Entries from a pointing dataset
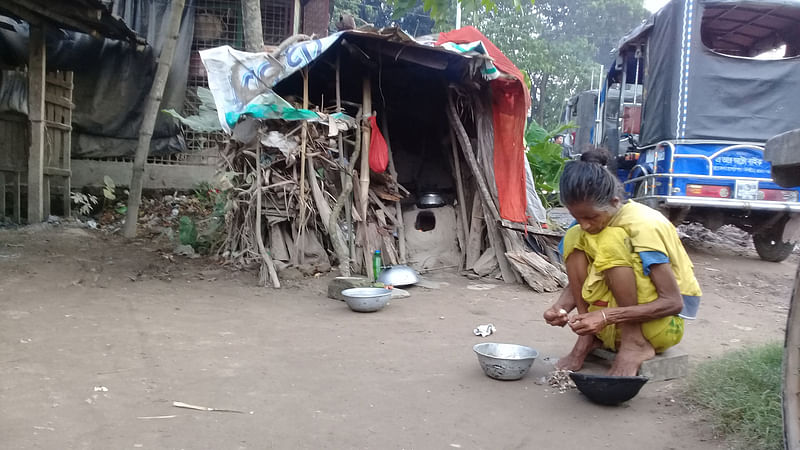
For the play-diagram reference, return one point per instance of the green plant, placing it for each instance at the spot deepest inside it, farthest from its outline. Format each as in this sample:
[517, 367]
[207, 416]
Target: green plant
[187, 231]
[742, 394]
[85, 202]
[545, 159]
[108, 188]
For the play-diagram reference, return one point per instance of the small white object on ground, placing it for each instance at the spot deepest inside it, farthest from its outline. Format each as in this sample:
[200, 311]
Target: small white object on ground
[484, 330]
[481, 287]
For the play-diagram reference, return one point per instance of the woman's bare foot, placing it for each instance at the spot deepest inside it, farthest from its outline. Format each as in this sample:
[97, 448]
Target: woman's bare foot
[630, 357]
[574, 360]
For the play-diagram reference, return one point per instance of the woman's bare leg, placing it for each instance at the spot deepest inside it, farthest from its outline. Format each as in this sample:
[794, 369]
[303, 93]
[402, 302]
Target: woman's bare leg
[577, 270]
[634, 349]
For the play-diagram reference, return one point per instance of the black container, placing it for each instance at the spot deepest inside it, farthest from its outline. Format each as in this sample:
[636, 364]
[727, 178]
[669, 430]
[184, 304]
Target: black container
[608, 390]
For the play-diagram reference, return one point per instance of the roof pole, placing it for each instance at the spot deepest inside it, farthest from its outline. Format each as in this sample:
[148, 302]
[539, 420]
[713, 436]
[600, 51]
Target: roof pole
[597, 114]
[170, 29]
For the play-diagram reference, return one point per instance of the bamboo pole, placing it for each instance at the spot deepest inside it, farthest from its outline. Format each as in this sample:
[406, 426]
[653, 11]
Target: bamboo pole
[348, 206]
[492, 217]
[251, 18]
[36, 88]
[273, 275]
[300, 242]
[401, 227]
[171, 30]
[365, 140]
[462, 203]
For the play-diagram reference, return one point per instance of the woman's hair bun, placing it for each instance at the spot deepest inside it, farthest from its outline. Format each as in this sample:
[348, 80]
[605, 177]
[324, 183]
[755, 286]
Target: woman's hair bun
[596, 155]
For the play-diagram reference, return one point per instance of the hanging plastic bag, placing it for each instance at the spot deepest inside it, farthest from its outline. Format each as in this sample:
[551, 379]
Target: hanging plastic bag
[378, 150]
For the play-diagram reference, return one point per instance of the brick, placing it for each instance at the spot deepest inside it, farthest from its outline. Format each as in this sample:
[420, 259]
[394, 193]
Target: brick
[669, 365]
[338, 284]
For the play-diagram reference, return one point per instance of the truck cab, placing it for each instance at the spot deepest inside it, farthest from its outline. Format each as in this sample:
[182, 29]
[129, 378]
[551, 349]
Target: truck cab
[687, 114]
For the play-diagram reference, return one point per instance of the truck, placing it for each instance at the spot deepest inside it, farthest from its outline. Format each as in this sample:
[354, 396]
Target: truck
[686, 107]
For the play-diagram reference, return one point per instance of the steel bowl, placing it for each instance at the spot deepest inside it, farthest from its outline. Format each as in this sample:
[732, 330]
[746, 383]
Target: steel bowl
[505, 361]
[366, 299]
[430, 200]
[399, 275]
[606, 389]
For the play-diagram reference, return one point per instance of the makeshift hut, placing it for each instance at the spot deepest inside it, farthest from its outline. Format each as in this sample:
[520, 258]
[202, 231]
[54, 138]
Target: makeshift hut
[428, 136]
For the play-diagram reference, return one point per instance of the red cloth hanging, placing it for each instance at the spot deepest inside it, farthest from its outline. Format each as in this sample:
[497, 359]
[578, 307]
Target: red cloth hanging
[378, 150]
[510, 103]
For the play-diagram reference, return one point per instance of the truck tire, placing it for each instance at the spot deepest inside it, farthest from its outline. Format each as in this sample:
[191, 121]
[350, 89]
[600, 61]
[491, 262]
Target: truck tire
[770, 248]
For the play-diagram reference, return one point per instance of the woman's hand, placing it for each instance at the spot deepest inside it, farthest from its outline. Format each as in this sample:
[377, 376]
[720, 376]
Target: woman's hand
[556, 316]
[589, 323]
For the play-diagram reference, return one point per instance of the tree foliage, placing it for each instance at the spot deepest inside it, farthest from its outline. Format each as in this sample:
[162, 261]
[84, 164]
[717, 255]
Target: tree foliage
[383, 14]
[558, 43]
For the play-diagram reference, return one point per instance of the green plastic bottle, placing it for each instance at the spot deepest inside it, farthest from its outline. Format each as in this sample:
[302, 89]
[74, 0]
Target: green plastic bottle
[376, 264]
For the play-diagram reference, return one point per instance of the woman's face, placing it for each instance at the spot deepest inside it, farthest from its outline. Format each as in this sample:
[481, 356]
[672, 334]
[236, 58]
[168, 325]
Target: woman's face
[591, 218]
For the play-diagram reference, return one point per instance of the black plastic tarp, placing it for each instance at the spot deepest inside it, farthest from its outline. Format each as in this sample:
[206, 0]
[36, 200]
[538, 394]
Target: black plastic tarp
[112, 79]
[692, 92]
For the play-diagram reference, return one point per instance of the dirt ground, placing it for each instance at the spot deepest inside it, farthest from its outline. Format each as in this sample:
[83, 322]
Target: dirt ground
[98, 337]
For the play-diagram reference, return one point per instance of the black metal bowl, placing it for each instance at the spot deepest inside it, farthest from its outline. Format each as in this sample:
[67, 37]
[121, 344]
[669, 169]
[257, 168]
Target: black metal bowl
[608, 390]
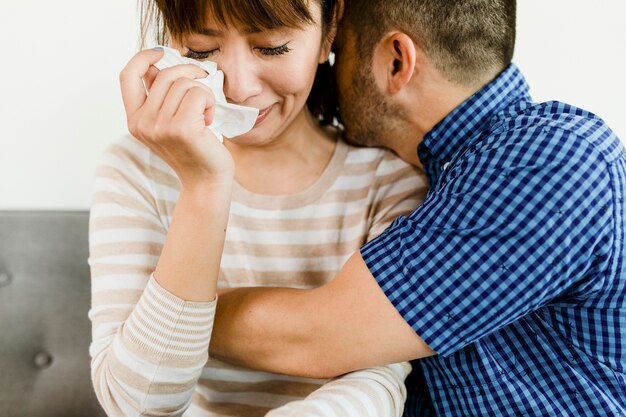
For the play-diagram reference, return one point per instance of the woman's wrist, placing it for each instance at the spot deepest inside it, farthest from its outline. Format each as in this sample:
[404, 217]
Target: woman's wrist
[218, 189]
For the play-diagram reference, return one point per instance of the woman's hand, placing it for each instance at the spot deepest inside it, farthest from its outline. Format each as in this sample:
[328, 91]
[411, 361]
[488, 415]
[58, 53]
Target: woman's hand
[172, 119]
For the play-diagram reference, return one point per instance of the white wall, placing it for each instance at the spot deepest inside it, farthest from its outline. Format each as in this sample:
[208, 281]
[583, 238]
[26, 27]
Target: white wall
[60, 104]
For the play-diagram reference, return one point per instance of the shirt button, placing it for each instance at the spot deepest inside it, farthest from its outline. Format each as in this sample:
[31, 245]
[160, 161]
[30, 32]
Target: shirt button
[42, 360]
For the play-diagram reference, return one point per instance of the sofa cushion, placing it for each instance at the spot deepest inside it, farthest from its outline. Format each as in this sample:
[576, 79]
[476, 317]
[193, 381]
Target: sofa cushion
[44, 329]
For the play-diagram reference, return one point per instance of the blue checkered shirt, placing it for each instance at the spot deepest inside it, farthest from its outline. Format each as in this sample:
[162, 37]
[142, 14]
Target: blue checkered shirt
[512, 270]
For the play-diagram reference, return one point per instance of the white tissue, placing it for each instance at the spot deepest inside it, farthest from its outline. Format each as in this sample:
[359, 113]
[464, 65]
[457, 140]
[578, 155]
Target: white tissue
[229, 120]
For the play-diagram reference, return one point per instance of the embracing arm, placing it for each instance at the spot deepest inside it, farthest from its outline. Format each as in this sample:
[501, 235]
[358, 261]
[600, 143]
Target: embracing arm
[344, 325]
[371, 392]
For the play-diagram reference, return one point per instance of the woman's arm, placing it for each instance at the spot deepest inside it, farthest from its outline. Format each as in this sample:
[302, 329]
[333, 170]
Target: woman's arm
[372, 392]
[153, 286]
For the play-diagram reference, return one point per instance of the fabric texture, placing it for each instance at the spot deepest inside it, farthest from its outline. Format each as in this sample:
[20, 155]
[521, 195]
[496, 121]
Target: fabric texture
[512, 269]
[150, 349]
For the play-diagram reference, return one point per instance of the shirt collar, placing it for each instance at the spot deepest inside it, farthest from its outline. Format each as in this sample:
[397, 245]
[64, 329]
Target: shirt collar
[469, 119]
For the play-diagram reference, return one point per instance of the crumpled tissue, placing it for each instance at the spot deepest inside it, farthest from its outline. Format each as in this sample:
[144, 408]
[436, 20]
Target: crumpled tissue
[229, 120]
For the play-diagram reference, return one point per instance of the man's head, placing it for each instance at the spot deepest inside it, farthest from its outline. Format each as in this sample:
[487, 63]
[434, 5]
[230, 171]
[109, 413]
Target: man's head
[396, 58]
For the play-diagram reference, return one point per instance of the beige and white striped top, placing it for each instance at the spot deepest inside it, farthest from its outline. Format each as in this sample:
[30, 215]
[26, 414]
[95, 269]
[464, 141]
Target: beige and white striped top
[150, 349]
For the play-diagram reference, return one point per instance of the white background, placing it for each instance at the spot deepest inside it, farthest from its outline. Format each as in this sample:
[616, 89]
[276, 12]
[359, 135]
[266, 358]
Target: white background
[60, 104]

To do —
Copy the entries word for word, starting at the line that contains "of the beige" and continuing through the final line of the entries.

Final result —
For the play-diagram reference, return one point per instance of the beige and white striped top, placing it for each instance at the spot deepest inside it, farthest from its outline. Format each as in this sample:
[30, 215]
[26, 414]
[95, 269]
[464, 141]
Target: beige and white striped top
[150, 349]
For the play-diagram reference, return one point per instance of the white background, placing it for each instance at the spot deepest inside it, farthest from its outline. Format each as in this sample:
[616, 89]
[276, 12]
[359, 135]
[266, 358]
Target: white background
[60, 104]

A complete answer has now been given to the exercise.